### Text extract
Can Iron Range build an economy not driven by mining?

In the shadow of a pretty good economy in the rest of the state, about 1,000 miners on Minnesota’s Iron Range will lose their jobs next month. Maybe more job losses will follow given the comparatively low prices for iron ore.

The Iron Range has always been the land of boom times and bust, but the country is full of decaying cities where people once waited for a bust to end and the status quo to return.

On Sunday, Ranger Aaron J. Brown, who writes at Minnesota Brown, provided a voice of warning that ought to make people sit up.

“The idea of the Iron Range that so many still cling to is increasingly tied to an irretrievable past,”Brown writes in his weekly article.

Brown, an optimist, has been delivering this message for as long as I can remember. The possibilities for the Iron Range are tremendous, if we stop waiting for the past to be the present.

We live in an economy of independent contractors. Broadband infrastructure is the public utility of our time, connecting the workers of tomorrow to points around the globe. People may choose to live here, even if they work somewhere else.

Our nation lost scores of manufacturing jobs in recent decades, but we see signs of growth in niche manufacturing of quality, customizable products. In this, our proximity to wood products and iron could serve to create opportunities for these industries to locate near the materials they need. Need a special piece of metal? 3-D print it with Mesabi iron.

Duluth is a growing city with a diversifying economy. Where once our mining industry dictated their fate, too, they now thrive without us. As this city grows, our nearby region becomes an alternative and expansion opportunity for entrepreneurs in the Zenith City.

As the West scorches away its water, ours is fresh and abundant. No, we shouldn’t sell it. We should protect it and watch as people realize that living here truly is much better than our winters would suggest.

Finally, for a generation mining industry advocates and environmentalists have performed a battle dance.

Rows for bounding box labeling
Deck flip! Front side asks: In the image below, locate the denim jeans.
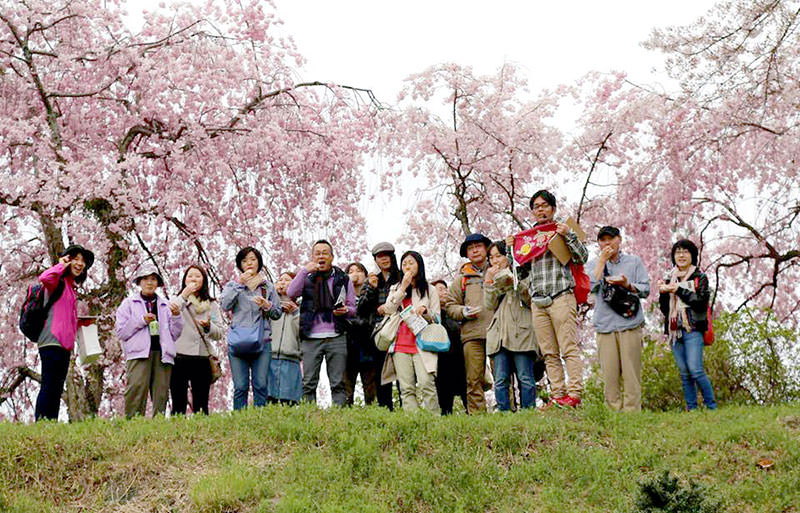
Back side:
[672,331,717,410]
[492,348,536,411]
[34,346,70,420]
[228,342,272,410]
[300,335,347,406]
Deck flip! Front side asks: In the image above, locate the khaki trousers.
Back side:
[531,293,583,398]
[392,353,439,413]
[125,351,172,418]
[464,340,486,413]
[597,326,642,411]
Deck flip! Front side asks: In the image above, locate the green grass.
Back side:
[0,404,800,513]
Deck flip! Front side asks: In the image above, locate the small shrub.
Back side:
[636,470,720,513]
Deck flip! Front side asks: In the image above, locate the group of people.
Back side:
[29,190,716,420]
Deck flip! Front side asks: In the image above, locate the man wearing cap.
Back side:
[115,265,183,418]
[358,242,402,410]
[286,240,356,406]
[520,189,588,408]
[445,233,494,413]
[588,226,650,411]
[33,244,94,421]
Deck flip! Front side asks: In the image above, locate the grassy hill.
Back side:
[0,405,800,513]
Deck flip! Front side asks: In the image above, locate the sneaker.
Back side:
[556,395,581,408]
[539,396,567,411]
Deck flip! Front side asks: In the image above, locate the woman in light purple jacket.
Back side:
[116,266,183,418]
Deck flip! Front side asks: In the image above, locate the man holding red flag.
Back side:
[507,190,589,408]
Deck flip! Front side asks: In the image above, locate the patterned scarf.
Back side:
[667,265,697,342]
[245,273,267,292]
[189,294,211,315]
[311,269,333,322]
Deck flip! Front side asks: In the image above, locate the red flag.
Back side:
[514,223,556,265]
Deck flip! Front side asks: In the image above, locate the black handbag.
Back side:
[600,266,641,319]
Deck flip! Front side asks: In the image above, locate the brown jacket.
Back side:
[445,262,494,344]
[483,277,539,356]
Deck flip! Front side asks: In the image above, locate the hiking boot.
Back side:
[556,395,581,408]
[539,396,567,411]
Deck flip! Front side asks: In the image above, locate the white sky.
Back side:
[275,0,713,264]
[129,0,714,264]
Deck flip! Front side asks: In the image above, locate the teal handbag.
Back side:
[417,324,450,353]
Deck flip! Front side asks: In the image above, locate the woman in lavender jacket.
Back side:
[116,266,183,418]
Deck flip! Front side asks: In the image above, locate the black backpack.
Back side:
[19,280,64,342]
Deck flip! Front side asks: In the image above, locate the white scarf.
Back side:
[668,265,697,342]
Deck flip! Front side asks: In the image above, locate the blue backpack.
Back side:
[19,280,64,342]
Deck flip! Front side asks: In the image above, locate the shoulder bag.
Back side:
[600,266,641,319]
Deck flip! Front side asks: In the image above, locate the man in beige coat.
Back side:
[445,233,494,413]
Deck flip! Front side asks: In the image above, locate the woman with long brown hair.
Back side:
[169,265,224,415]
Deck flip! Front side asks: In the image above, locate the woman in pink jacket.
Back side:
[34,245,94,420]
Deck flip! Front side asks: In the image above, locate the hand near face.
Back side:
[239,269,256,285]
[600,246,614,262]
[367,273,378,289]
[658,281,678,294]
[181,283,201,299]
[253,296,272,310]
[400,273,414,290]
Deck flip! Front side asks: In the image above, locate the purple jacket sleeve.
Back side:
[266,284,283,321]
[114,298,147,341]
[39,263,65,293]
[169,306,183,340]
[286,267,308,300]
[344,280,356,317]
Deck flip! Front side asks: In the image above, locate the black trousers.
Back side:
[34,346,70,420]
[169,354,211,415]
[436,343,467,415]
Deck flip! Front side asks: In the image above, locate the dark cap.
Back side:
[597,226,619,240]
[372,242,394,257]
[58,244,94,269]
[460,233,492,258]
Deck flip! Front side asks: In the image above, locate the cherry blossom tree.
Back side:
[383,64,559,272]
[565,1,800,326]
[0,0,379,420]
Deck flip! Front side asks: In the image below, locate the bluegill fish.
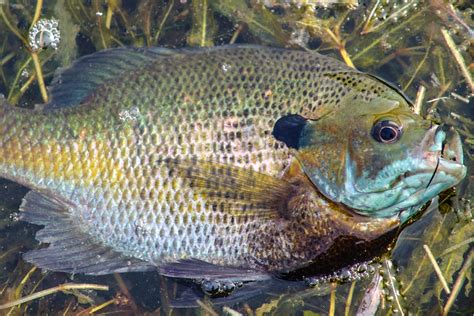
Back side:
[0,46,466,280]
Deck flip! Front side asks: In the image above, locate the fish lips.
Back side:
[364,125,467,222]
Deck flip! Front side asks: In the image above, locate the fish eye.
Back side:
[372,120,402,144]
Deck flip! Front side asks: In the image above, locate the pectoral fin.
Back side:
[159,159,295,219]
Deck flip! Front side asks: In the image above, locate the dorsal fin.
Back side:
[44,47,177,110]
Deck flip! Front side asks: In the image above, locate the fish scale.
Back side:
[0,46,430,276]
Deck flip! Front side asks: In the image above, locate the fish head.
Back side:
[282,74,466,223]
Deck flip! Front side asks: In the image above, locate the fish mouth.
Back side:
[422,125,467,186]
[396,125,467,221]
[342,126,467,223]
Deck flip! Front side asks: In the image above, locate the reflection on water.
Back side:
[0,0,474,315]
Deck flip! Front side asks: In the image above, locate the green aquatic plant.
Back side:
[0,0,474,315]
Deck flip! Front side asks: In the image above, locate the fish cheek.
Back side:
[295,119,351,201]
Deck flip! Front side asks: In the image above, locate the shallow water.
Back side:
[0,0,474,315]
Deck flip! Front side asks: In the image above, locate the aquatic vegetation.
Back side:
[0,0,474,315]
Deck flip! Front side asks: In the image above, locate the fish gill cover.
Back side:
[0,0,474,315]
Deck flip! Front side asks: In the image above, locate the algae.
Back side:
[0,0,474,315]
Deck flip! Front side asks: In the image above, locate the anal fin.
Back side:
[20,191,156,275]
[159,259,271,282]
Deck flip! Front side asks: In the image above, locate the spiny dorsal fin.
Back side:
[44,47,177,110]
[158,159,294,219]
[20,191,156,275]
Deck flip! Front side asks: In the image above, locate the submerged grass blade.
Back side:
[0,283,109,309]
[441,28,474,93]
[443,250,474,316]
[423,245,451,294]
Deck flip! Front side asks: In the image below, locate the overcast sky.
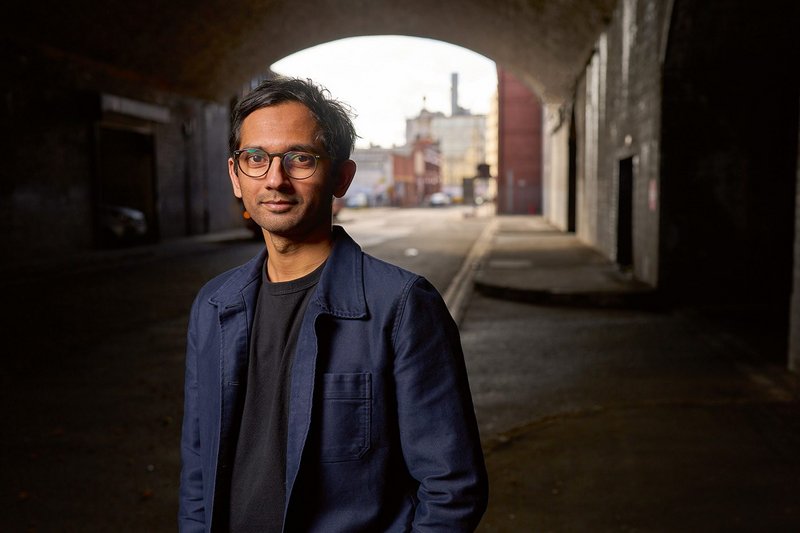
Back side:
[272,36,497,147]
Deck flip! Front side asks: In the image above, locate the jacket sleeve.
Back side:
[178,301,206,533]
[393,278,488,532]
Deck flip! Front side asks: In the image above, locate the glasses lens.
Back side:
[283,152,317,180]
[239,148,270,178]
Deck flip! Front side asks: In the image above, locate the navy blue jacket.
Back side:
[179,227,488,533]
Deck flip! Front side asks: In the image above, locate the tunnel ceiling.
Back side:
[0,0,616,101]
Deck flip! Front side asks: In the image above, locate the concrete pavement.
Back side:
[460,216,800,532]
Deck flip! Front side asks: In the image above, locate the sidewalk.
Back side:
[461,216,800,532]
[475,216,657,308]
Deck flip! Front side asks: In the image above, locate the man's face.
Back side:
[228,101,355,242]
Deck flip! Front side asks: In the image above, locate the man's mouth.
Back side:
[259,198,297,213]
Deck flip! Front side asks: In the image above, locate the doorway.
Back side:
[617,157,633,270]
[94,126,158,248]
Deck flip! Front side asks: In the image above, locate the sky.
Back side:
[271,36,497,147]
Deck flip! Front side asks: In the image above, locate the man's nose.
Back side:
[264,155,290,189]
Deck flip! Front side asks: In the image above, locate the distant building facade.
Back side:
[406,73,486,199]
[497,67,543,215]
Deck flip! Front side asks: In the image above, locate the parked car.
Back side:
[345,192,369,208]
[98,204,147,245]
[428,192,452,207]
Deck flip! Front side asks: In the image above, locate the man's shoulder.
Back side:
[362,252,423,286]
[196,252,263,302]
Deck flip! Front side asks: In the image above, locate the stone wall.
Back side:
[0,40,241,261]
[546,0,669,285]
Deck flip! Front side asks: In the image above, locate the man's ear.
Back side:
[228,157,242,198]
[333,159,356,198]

### Prompt A
Copy the passage of the Iron Range piece from "Duluth is a" to "the Zenith City.".
### Prompt B
Summarize the Iron Range piece in two sentences.

### Exercise result A
Duluth is a growing city with a diversifying economy. Where once our mining industry dictated their fate, too, they now thrive without us. As this city grows, our nearby region becomes an alternative and expansion opportunity for entrepreneurs in the Zenith City.

### Exercise result B
About 1,000 miners on Minnesota's Iron Range will lose their jobs next month, and more losses may follow because iron ore prices are comparatively low. Aaron J. Brown warns that the region's self-image is tied to an irretrievable past, and the piece points to broadband, niche manufacturing, growth in nearby Duluth, and abundant fresh water as opportunities beyond mining.